» AIM OF THE TASK
Using the data that follows, state the number of lines holding the word "covered", and give no other output.

» DATA FOR THE TASK
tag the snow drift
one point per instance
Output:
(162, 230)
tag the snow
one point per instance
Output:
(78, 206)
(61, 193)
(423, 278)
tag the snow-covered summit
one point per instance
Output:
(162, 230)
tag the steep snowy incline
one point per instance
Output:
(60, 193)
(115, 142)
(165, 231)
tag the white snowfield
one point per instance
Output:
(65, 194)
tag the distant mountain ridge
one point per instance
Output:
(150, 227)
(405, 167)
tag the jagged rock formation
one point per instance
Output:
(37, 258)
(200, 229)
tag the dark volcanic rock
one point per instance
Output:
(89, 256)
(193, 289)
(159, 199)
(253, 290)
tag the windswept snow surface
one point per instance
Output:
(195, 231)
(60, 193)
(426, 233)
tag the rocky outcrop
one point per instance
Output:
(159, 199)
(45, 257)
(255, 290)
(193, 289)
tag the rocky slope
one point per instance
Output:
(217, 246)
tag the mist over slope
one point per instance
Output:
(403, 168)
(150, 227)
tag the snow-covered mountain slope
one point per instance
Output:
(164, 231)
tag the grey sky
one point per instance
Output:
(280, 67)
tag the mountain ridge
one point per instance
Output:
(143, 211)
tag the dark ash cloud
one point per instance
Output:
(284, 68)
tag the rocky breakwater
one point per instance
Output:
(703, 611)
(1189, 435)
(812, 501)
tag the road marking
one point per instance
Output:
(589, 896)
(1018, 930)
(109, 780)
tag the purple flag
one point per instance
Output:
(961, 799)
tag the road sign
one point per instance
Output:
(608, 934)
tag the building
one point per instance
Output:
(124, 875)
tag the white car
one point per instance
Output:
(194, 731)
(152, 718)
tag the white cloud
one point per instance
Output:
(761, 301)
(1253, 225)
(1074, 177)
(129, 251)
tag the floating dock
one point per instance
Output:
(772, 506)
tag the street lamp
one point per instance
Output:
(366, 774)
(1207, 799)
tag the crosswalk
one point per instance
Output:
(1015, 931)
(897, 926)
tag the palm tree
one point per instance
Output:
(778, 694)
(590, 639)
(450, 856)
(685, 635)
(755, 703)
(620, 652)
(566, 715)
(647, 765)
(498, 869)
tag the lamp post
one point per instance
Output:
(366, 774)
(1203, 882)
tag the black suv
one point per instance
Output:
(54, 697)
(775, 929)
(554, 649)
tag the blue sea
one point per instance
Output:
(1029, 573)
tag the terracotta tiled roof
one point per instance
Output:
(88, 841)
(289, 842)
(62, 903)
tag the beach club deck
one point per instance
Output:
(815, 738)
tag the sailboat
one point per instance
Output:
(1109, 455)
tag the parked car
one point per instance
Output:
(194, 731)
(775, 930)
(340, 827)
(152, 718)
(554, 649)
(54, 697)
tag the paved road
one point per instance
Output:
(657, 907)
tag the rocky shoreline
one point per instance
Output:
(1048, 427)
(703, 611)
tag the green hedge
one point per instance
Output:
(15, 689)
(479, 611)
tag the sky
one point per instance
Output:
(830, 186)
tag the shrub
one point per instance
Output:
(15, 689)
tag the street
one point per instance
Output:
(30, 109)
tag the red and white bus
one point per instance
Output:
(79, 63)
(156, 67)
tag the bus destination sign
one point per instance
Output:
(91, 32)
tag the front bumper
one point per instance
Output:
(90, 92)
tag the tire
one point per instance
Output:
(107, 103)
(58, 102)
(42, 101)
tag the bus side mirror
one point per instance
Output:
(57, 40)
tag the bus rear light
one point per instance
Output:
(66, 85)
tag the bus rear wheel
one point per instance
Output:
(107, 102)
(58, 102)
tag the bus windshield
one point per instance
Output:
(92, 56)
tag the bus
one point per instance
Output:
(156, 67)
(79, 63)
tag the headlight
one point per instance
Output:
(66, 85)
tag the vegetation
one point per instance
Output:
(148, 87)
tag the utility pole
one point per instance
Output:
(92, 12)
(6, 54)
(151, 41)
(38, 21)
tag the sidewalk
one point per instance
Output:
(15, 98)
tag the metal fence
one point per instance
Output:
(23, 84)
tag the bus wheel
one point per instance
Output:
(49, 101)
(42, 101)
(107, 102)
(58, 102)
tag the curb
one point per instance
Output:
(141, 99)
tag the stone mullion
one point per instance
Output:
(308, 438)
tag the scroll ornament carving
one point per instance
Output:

» RESULT BELOW
2